▶ **WORK TO DO**:
Reproduce every line of the data below, character for character, with nothing added, dropped, or reordered.

▶ **ROWS**:
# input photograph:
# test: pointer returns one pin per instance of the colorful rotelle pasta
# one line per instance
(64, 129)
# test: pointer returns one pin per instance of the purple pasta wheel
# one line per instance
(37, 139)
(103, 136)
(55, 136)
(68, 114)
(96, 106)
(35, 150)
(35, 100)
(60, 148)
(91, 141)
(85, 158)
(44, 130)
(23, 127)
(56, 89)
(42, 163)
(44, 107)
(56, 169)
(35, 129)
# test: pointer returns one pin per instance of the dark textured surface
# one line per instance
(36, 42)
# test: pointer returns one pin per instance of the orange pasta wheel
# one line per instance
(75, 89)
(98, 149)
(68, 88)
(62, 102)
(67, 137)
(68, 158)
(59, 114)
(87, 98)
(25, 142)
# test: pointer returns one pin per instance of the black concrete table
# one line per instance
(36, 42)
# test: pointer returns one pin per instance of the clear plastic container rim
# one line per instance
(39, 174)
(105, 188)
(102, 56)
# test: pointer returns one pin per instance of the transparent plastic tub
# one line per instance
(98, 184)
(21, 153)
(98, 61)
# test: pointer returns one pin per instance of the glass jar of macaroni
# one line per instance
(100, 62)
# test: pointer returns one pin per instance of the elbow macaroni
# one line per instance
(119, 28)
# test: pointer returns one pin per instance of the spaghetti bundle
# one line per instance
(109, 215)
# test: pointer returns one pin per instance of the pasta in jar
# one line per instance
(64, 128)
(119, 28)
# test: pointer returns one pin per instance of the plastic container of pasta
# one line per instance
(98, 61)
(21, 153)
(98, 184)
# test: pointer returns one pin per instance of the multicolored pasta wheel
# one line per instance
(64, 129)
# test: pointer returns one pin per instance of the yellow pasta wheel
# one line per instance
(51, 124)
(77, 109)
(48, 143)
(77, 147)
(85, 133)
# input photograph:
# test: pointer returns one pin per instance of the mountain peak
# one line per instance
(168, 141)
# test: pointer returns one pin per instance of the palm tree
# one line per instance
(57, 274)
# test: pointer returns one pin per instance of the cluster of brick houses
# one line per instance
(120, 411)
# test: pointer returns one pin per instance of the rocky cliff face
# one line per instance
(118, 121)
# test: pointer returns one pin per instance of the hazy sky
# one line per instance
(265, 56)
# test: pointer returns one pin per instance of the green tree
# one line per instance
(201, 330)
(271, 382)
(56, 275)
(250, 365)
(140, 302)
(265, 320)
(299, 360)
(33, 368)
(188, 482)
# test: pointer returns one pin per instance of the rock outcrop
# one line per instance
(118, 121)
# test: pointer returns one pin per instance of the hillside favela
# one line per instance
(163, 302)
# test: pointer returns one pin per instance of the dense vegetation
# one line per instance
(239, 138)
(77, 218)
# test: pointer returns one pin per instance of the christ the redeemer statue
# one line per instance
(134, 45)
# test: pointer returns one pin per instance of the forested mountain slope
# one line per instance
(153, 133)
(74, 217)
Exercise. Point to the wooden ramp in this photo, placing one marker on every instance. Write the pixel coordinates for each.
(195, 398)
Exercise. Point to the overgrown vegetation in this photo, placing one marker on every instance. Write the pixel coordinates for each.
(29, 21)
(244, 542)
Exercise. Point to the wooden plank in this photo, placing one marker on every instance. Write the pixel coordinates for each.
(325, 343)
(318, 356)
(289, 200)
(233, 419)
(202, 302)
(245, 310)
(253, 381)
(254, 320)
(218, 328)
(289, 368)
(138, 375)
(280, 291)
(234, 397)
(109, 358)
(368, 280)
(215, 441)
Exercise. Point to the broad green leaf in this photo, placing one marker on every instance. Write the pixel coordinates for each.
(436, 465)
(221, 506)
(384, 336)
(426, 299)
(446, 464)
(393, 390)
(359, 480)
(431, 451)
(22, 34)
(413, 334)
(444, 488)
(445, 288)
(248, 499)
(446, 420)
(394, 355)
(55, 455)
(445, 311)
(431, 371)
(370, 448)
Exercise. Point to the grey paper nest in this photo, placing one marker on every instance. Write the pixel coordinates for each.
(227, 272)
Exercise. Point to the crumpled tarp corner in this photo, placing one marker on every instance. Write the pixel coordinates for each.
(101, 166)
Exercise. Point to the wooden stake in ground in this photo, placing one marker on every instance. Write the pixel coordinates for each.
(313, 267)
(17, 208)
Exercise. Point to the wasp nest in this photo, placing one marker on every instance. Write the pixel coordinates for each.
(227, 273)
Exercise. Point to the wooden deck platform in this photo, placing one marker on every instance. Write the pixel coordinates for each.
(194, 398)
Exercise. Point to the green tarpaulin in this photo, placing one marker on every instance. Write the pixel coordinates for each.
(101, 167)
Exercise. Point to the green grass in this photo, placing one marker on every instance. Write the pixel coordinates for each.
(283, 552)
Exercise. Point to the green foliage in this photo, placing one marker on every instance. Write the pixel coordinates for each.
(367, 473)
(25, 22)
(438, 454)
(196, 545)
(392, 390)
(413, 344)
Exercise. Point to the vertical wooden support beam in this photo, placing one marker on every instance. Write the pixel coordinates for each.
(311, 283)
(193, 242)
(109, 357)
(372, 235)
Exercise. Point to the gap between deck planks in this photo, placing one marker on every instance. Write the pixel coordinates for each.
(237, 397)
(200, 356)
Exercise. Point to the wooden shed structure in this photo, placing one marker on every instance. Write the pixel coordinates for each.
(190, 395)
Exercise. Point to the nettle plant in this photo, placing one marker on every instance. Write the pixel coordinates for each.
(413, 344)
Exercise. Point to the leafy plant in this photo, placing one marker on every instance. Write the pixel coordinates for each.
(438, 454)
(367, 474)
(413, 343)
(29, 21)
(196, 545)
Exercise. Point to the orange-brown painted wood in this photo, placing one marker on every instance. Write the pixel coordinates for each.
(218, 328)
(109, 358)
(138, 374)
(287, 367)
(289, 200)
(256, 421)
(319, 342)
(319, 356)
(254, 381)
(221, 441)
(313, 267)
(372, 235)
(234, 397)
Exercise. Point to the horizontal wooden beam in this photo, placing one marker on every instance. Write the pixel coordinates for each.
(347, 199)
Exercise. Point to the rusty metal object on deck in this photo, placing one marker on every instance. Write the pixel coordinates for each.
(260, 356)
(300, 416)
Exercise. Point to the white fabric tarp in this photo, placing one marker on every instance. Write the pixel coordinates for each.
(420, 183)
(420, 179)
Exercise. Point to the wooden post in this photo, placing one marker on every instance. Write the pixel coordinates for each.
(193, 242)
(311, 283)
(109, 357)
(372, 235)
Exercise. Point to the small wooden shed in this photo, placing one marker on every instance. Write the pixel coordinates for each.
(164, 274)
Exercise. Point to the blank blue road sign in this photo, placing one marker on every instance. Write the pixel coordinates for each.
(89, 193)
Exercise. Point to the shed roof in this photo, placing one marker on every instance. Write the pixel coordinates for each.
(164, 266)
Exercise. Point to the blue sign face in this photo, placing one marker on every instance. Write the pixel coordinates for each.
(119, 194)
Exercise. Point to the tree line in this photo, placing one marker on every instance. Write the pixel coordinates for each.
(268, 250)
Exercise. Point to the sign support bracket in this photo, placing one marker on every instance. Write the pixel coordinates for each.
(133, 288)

▶ **TASK ANSWER**:
# input photograph:
# test: pointer returns one pin per instance of the colorful rotelle pasta
# one line per instance
(64, 129)
# test: pointer returns one pin per instance of the purple pasta wheel
# one line per instance
(37, 139)
(103, 136)
(55, 136)
(68, 114)
(96, 106)
(35, 150)
(35, 100)
(60, 148)
(91, 141)
(85, 158)
(44, 130)
(23, 127)
(56, 89)
(42, 163)
(44, 107)
(56, 169)
(35, 129)
# test: pointer returns one pin per instance of the dark textured surface
# one line per instance
(36, 42)
# test: pointer returns one pin per instance of the orange pasta wheel
# one line per instance
(75, 89)
(98, 149)
(68, 88)
(62, 102)
(67, 137)
(68, 158)
(59, 114)
(87, 98)
(25, 142)
# test: pointer returns one pin per instance of the black concrete table
# one line per instance
(36, 42)
# test: pointer returns one pin per instance of the clear plastic container rim
# one line per instance
(39, 174)
(105, 188)
(102, 56)
# test: pointer returns one pin per instance of the transparent plastic tub
# one line per instance
(98, 184)
(21, 153)
(98, 61)
# test: pointer returns one pin per instance of the glass jar of macaroni
# one line per instance
(100, 62)
# test: pointer returns one pin per instance of the elbow macaroni
# one line per instance
(119, 28)
# test: pointer returns one pin per instance of the spaghetti bundle
# one line per instance
(109, 215)
# test: pointer returns one pin per instance of the pasta in jar
# one line per instance
(64, 128)
(119, 28)
# test: pointer returns one pin per instance of the plastic container of pasta
# one line per instance
(98, 61)
(21, 153)
(98, 184)
# test: pointer returns one pin per instance of the multicolored pasta wheel
# one line per instance
(64, 129)
# test: pointer returns one pin per instance of the yellow pasta wheel
# one line per instance
(51, 124)
(77, 109)
(48, 143)
(77, 147)
(85, 133)
# input photograph:
# test: pointer returns one pin per instance of the mountain peak
# one line per instance
(168, 141)
# test: pointer returns one pin per instance of the palm tree
# one line per instance
(57, 274)
# test: pointer returns one pin per instance of the cluster of brick houses
# one line per instance
(120, 411)
# test: pointer returns one pin per instance of the rocky cliff face
# one line per instance
(118, 121)
# test: pointer returns one pin per instance of the hazy sky
# one line per instance
(265, 56)
# test: pointer returns one pin per instance of the green tree
# one line per instance
(201, 330)
(271, 382)
(56, 275)
(250, 365)
(140, 302)
(265, 320)
(299, 360)
(33, 368)
(188, 482)
# test: pointer returns one pin per instance of the rock outcrop
# one line per instance
(118, 121)
# test: pointer returns one pin per instance of the hillside favela
# one line per instance
(163, 302)
# test: pointer returns one pin per instance of the dense vegetation
# one line per instance
(239, 138)
(77, 218)
# test: pointer returns one pin per instance of the christ the redeemer statue
# one line per instance
(134, 45)
# test: pointer returns one pin per instance of the forested mountain slope
# one line per instance
(153, 133)
(74, 217)
Exercise. Point to the wooden ramp in this photo, placing one marker on every instance. Write the pixel coordinates for each.
(195, 398)
Exercise. Point to the overgrown vegetation in this photo, placing one marker on every instance. Write the pixel coordinates for each.
(29, 21)
(244, 542)
Exercise. Point to the wooden plank in this photo, placing one marker on every instance. Write the pixel coordinates for each.
(325, 343)
(318, 356)
(289, 200)
(233, 419)
(202, 302)
(245, 310)
(253, 381)
(254, 320)
(218, 328)
(289, 368)
(138, 375)
(280, 291)
(234, 397)
(109, 358)
(368, 280)
(215, 441)
Exercise. Point to the broad green leaf in this photo, placing one marker on every instance. Write the pixel coordinates for each.
(436, 465)
(221, 506)
(384, 336)
(426, 299)
(446, 464)
(393, 390)
(359, 480)
(431, 451)
(22, 34)
(413, 334)
(444, 488)
(445, 288)
(248, 499)
(446, 420)
(394, 355)
(55, 455)
(445, 311)
(431, 371)
(370, 448)
Exercise. Point to the grey paper nest in this photo, placing one marker on every instance. Write the pixel coordinates for each.
(227, 272)
Exercise. Point to the crumpled tarp corner in this photo, placing one marker on every instance. Write the pixel coordinates for each.
(101, 166)
Exercise. Point to the wooden stake in ground in this photo, placing one marker on every instance. Write the pixel coordinates for each.
(313, 267)
(17, 208)
Exercise. Point to the wasp nest in this photo, placing one marker on every instance. Write the pixel coordinates for each.
(227, 273)
Exercise. Point to the wooden deck platform in this photo, placing one marker on every instance. Write the pixel coordinates for each.
(194, 398)
Exercise. Point to the green tarpaulin in this photo, placing one marker on every instance. Write the pixel coordinates for each.
(101, 167)
Exercise. Point to the green grass in this photo, placing one marker on every instance. Write the pixel coordinates for each.
(283, 552)
Exercise. Point to the green foliage in this photo, placing one marker on every instance. Write the pixel coordinates for each.
(367, 473)
(25, 22)
(438, 454)
(196, 545)
(392, 390)
(413, 344)
Exercise. Point to the vertical wooden support beam in this photo, placing one marker on every instance. Write the pixel coordinates for each.
(311, 283)
(193, 242)
(109, 357)
(372, 235)
Exercise. Point to the gap between deck planks in this photo, placing one marker on every instance. Write the pixel coordinates for each.
(237, 397)
(200, 356)
Exercise. Point to the wooden shed structure in this photo, placing one marker on every instance. Write the pixel coordinates for each.
(190, 395)
Exercise. Point to the nettle plant in this photo, placing one marker on every instance. Write the pixel coordinates for each.
(413, 344)
Exercise. Point to the leafy plant in this photo, placing one marker on every instance. Write the pixel coordinates for each.
(438, 454)
(367, 474)
(413, 343)
(29, 21)
(196, 545)
Exercise. Point to the orange-brown painted wood in this photo, placing one marker on every instance. Write the pixel coordinates for each.
(218, 328)
(109, 358)
(138, 374)
(287, 367)
(289, 200)
(256, 421)
(319, 342)
(319, 356)
(254, 381)
(221, 441)
(313, 267)
(372, 235)
(234, 397)
Exercise. Point to the horizontal wooden beam in this photo, placing one marker on every instance. Write the pixel coordinates for each.
(347, 199)
Exercise. Point to the rusty metal object on deck in this photo, placing one marker on every instance. Write the pixel coordinates for each.
(260, 356)
(300, 416)
Exercise. Point to the white fabric tarp in this photo, placing one marker on every instance. Write the pixel coordinates for each.
(420, 183)
(420, 179)
Exercise. Point to the wooden post in this photo, placing one marker on every instance. Write the pixel coordinates for each.
(193, 242)
(311, 283)
(109, 357)
(372, 235)
Exercise. Point to the small wooden shed in this photo, placing one marker on every instance. Write the pixel coordinates for each.
(164, 274)
Exercise. Point to the blank blue road sign in this photo, placing one marker on every instance. Write the pixel coordinates for each.
(89, 193)
Exercise. Point to the shed roof in this photo, placing one marker on every instance. Write the pixel coordinates for each.
(164, 266)
Exercise. Point to the blue sign face in this photo, placing one marker on every instance. Write the pixel coordinates for each.
(119, 194)
Exercise. Point to the tree line in this photo, placing one marker on every instance. Write the pixel coordinates for each.
(268, 250)
Exercise. Point to the sign support bracket in this photo, placing one marker on every instance. Write the pixel coordinates for each.
(133, 288)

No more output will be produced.